Work instructions: Repeat verbatim every line of the material, beginning at the line that holds "query: the noun phrase to segment: rear" and ending at its last line.

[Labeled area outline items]
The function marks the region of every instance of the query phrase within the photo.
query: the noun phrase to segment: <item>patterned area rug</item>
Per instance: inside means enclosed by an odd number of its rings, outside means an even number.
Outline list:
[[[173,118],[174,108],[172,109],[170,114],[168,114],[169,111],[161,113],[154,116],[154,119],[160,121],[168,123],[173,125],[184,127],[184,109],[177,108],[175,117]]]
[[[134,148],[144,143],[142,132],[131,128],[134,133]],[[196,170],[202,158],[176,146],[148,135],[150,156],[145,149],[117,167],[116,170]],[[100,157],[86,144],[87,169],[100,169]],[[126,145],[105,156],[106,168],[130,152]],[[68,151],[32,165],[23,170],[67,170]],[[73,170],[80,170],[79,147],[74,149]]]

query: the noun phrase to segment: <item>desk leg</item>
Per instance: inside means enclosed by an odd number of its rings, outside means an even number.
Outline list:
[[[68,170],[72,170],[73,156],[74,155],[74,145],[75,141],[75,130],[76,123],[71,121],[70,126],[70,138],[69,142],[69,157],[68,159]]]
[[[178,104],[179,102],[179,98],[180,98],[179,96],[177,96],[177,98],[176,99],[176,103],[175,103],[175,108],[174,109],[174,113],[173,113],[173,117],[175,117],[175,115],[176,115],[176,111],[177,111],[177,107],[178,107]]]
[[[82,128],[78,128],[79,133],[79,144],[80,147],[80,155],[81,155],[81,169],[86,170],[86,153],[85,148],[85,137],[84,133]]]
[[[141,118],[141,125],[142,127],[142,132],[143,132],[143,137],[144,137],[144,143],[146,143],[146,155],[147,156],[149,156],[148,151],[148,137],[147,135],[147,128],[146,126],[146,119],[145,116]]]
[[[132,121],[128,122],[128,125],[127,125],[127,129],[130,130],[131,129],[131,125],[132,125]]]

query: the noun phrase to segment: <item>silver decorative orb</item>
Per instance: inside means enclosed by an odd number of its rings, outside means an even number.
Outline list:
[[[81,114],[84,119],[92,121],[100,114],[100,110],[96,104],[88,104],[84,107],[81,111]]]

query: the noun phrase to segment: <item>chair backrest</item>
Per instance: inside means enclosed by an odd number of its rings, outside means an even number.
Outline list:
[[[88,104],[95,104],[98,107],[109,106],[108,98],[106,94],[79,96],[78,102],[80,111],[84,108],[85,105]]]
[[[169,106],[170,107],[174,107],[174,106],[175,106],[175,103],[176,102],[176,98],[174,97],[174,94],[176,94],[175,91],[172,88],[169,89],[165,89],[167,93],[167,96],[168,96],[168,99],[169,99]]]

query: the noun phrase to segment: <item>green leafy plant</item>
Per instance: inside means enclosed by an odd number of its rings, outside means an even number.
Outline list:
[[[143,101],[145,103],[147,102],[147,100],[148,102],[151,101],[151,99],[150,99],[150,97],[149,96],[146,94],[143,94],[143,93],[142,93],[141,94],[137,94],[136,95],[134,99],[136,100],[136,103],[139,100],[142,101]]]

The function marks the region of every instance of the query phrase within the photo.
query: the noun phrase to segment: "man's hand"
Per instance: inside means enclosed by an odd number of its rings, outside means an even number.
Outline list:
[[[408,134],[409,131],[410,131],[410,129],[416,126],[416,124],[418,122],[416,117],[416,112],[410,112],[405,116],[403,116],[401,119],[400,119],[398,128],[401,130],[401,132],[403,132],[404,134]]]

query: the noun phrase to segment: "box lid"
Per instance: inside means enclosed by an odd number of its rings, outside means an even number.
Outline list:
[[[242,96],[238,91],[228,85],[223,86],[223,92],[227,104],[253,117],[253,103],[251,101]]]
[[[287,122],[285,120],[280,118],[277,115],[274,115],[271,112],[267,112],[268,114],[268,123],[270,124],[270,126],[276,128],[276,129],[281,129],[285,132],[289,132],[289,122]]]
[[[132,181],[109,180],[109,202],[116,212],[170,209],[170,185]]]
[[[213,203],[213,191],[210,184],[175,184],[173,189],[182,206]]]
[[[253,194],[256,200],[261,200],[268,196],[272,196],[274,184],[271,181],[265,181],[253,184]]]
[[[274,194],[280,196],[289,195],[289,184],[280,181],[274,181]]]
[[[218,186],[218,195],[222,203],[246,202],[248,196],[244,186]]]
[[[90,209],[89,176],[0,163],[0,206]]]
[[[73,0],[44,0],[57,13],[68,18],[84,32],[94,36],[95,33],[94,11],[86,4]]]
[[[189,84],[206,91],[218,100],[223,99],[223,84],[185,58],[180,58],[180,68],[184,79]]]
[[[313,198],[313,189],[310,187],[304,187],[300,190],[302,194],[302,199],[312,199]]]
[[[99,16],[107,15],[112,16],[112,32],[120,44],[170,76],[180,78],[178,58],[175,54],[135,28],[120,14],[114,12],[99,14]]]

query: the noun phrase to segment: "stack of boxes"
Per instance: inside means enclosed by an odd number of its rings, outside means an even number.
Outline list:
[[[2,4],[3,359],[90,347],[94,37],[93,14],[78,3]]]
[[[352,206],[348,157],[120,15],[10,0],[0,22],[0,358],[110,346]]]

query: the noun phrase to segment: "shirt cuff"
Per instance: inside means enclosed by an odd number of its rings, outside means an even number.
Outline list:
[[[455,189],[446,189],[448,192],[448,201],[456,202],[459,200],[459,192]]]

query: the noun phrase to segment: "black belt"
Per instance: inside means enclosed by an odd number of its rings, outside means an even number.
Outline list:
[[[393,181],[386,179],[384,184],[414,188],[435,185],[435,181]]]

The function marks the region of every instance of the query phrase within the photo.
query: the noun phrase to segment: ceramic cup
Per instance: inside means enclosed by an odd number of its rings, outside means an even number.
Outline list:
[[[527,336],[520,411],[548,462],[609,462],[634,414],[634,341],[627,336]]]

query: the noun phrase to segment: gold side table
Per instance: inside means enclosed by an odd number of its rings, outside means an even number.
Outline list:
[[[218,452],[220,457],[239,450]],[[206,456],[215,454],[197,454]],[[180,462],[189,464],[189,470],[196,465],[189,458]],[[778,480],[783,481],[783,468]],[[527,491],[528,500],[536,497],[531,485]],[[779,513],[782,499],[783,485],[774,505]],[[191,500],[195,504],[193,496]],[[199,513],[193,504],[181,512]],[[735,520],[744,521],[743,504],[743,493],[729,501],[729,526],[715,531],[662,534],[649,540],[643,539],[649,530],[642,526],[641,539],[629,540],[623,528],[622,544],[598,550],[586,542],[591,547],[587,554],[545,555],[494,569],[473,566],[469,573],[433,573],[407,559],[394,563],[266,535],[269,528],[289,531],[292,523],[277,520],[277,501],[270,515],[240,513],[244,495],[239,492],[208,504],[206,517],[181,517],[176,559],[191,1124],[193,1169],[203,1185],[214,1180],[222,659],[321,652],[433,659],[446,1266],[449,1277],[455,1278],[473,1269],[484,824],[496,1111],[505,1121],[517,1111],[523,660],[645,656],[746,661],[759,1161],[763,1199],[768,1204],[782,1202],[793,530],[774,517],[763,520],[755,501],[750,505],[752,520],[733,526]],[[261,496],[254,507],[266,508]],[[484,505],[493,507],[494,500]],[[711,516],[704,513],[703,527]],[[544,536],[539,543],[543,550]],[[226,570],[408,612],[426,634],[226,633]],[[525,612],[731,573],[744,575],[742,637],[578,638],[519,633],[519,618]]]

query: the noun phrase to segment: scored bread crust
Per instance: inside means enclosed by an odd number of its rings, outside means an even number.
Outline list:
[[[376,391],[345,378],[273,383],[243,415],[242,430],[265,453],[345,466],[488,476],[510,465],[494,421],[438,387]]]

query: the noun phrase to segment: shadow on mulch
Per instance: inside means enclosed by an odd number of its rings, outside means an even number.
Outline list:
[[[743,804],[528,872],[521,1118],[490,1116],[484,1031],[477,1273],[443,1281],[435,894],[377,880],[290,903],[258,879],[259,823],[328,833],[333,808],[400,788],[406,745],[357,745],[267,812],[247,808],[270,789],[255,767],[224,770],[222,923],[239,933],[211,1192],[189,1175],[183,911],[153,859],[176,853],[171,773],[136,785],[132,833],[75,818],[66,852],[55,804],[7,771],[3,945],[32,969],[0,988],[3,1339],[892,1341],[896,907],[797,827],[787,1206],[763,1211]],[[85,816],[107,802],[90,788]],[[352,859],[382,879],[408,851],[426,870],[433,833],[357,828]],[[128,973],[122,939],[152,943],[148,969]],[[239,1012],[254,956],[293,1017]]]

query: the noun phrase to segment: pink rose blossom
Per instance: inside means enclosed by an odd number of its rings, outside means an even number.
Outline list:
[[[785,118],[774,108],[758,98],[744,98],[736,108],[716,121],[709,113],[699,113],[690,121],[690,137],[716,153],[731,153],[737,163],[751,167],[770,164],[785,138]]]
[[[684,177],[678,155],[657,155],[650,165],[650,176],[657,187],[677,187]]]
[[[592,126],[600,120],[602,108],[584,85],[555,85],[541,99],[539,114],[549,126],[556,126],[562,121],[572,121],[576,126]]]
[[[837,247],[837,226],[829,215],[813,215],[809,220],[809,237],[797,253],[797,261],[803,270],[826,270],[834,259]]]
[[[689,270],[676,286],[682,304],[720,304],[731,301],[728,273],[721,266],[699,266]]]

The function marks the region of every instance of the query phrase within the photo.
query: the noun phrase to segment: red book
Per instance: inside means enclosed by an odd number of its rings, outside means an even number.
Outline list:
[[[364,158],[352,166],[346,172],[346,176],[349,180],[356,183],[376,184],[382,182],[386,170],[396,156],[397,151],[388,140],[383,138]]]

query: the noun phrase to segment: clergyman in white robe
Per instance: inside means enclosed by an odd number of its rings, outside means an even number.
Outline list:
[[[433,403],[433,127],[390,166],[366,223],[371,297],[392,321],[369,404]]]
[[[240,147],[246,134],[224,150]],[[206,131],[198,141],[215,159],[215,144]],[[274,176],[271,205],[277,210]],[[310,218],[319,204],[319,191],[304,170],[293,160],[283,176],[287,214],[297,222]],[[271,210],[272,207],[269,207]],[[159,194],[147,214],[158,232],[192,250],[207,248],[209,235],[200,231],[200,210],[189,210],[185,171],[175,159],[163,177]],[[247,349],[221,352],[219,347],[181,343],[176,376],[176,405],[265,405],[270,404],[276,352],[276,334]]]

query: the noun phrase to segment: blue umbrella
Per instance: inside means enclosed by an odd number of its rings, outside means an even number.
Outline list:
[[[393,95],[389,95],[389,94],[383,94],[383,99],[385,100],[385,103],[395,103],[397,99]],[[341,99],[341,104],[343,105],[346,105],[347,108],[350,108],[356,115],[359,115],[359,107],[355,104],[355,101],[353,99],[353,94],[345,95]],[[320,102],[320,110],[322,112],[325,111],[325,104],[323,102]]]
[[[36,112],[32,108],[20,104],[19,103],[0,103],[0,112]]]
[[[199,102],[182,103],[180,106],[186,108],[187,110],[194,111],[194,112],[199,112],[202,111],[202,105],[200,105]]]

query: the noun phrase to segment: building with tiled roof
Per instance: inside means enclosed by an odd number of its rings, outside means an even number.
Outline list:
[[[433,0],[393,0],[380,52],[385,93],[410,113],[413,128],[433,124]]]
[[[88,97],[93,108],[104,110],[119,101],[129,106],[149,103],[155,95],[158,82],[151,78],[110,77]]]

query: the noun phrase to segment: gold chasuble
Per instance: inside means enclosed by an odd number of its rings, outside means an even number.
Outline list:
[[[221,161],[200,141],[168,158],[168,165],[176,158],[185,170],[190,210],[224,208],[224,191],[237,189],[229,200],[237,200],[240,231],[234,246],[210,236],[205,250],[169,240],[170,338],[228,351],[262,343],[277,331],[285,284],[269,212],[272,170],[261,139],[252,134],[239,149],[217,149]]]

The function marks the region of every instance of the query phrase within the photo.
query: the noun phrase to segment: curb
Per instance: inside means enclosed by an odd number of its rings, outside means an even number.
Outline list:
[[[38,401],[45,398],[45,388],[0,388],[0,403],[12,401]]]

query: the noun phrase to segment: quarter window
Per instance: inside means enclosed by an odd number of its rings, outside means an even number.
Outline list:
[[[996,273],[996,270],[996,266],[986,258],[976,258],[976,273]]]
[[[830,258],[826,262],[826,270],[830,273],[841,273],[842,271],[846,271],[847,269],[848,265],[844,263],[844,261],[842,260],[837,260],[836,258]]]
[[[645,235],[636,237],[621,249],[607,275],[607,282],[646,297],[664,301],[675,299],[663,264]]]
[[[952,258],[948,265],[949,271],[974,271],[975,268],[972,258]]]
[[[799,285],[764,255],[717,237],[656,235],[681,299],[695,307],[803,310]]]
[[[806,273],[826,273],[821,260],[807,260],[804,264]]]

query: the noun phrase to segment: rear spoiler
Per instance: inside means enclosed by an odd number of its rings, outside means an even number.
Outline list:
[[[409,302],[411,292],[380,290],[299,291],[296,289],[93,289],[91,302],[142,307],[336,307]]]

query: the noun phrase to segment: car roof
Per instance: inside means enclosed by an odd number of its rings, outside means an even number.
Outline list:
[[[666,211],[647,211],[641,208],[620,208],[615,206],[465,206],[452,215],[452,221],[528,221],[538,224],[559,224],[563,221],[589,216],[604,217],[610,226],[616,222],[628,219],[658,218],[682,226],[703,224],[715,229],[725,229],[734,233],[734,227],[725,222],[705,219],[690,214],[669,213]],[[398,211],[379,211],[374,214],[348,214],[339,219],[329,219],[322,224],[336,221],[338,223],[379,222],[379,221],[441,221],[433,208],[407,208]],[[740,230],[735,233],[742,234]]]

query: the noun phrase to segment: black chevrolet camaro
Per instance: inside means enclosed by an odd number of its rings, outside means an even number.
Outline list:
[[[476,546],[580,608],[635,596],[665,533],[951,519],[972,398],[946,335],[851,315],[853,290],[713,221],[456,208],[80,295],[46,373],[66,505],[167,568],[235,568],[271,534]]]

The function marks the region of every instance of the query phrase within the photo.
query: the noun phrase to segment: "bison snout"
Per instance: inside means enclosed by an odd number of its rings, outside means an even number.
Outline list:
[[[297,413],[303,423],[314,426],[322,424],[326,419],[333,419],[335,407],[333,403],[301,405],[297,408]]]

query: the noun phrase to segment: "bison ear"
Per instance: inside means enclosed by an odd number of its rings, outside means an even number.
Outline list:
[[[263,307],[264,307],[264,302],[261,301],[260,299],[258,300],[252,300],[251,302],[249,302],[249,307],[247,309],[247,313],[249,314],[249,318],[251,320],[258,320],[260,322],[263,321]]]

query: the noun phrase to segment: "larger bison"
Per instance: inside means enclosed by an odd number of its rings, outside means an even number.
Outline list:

Correct answer:
query: the noun phrase to segment: rear spoiler
Per instance: inside means enclosed by an odd number of its rings, outside means an even number.
Outline list:
[[[409,302],[411,292],[380,290],[299,291],[296,289],[93,289],[91,302],[142,307],[336,307]]]

query: the noun phrase to segment: car roof
Per instance: inside means enclosed by an odd number of its rings, outside means an even number.
Outline list:
[[[666,211],[647,211],[641,208],[620,208],[615,206],[465,206],[452,215],[452,221],[528,221],[538,224],[559,224],[563,221],[589,216],[604,217],[610,226],[616,222],[628,219],[658,218],[682,226],[703,224],[715,229],[725,229],[734,233],[734,227],[725,222],[705,219],[690,214],[669,213]],[[398,211],[379,211],[374,214],[348,214],[339,219],[329,219],[322,224],[336,221],[338,223],[379,222],[379,221],[441,221],[433,208],[407,208]],[[740,230],[735,233],[742,234]]]

query: the noun phrase to segment: black chevrolet camaro
Per instance: inside means enclosed by an odd number of its rings, outside means an even number.
Outline list:
[[[476,546],[580,608],[635,596],[665,533],[951,519],[972,398],[946,335],[851,315],[853,290],[713,221],[456,208],[80,295],[46,373],[66,505],[167,568],[235,568],[271,534]]]

The function marks the region of every instance of the query phrase within the photo.
query: the noun phrase to segment: "bison snout"
Per instance: inside means enclosed by an odd number of its rings, outside means an even number.
Outline list:
[[[297,413],[303,423],[314,426],[322,424],[326,419],[333,419],[335,407],[333,403],[301,405],[297,408]]]

query: the noun phrase to segment: "bison ear"
Per instance: inside means enclosed by an odd number of its rings, outside means an even number.
Outline list:
[[[263,307],[264,307],[264,302],[261,301],[260,299],[258,300],[252,300],[251,302],[249,302],[249,307],[247,309],[247,313],[249,314],[249,318],[251,320],[258,320],[260,322],[263,321]]]

query: the noun phrase to segment: "larger bison"
Per instance: inside means enclosed by an odd number of its rings, outside means an even number.
Outline list:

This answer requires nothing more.